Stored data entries
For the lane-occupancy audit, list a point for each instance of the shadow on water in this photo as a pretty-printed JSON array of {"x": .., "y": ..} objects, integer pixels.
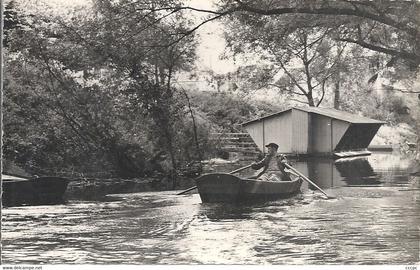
[
  {"x": 375, "y": 170},
  {"x": 374, "y": 220}
]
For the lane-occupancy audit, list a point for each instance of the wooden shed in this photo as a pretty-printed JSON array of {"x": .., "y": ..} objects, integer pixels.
[{"x": 314, "y": 131}]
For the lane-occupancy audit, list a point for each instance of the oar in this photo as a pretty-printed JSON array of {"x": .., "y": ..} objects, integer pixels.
[
  {"x": 232, "y": 172},
  {"x": 307, "y": 180}
]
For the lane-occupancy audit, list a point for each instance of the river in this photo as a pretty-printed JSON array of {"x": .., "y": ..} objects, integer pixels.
[{"x": 375, "y": 219}]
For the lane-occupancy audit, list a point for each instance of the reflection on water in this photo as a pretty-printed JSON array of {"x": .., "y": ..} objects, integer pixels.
[{"x": 374, "y": 220}]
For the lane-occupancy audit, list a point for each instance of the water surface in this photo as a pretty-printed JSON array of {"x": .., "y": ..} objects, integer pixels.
[{"x": 375, "y": 219}]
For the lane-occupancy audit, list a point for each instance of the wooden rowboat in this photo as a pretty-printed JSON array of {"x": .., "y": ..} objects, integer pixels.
[
  {"x": 35, "y": 191},
  {"x": 223, "y": 187}
]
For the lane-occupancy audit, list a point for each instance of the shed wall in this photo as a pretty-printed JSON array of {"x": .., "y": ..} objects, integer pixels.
[
  {"x": 278, "y": 130},
  {"x": 300, "y": 132},
  {"x": 339, "y": 128},
  {"x": 321, "y": 129},
  {"x": 256, "y": 131}
]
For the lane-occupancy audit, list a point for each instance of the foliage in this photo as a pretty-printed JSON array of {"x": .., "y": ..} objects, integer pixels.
[{"x": 92, "y": 92}]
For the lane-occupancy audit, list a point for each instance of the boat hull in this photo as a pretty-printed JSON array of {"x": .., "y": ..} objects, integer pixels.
[
  {"x": 221, "y": 187},
  {"x": 35, "y": 191}
]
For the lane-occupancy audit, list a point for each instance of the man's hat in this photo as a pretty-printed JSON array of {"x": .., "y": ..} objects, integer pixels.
[{"x": 272, "y": 145}]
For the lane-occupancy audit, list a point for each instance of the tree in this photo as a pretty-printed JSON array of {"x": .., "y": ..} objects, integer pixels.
[
  {"x": 389, "y": 27},
  {"x": 105, "y": 79},
  {"x": 299, "y": 62}
]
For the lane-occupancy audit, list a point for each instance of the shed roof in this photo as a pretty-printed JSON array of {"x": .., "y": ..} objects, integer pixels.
[{"x": 332, "y": 113}]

* **YOUR INSTRUCTIONS**
Only the pictures are to be omitted; the records above must otherwise be reproduced exactly.

* **REPLY**
For the lane-occupancy audit, list a point for each instance of the shadow on water in this photo as a pretty-printed JSON array of {"x": .., "y": ..} objects, integer pixels.
[
  {"x": 375, "y": 170},
  {"x": 374, "y": 220}
]
For the lane-occupancy audit, list a point for each instance of the wooden shed in this photo as a pretty-printed JSON array of {"x": .., "y": ..} objects, integer pixels.
[{"x": 314, "y": 131}]
For the lane-occupancy audit, list a point for each instance of the oar in this photo as a pretty-printed JSON array of {"x": .., "y": ..} objects, integer pixels.
[
  {"x": 232, "y": 172},
  {"x": 307, "y": 180}
]
For the lane-occupancy audit, list a point for each instance of the river in this photo as a pretty-printed JSON array of {"x": .., "y": ..} objects, integer pixels.
[{"x": 375, "y": 219}]
For the lane-occupancy audit, list a point for each instance of the reflection on water in this photo as a pretty-printed JSON array of {"x": .., "y": ..} objects, integer pixels.
[{"x": 374, "y": 220}]
For the lane-occupancy audit, list a point for each instance of the water surface in this photo as a pretty-printed JSON array of {"x": .., "y": ..} objects, integer pixels.
[{"x": 375, "y": 219}]
For the lane-occupancy audit, list a point for each instance of the wooden rowboat in this photo as a pretty-printed JSON array of {"x": .., "y": ..} objects, integer pixels.
[
  {"x": 35, "y": 191},
  {"x": 223, "y": 187}
]
For the lane-occupancy audit, list a point for each instance of the shed wall in this photo as a pretty-printed JSON array of {"x": .., "y": ..} objects, integer pixels.
[
  {"x": 278, "y": 130},
  {"x": 300, "y": 132},
  {"x": 339, "y": 128},
  {"x": 321, "y": 129},
  {"x": 256, "y": 131}
]
For the lane-occupancy audit, list a point for each instance of the foliage in this photo as a pretty-printed JSON array of {"x": .., "y": ..} objects, integer pixels.
[{"x": 92, "y": 92}]
For the lane-occupancy audit, list a point for each instance of the boat hull in this photo as a pretty-printed JSON array of {"x": .., "y": ..} objects, integer pixels.
[
  {"x": 221, "y": 187},
  {"x": 35, "y": 191}
]
For the lane-occupancy audit, list a point for each instance of the man's hat in this photo as a pretty-printed JSON array of {"x": .., "y": ..} objects, integer pixels.
[{"x": 272, "y": 145}]
For the lane-occupancy audit, list a point for each instance of the tree in this photo as a pretty-printed JSON array of {"x": .., "y": ..} objects, integer pixels.
[
  {"x": 389, "y": 27},
  {"x": 105, "y": 79},
  {"x": 299, "y": 62}
]
For the lane-occupancy audit, list a point for each instance of the shed roof in this photo as a pretty-printed JSON array of {"x": .., "y": ..} objects, integer pixels.
[{"x": 332, "y": 113}]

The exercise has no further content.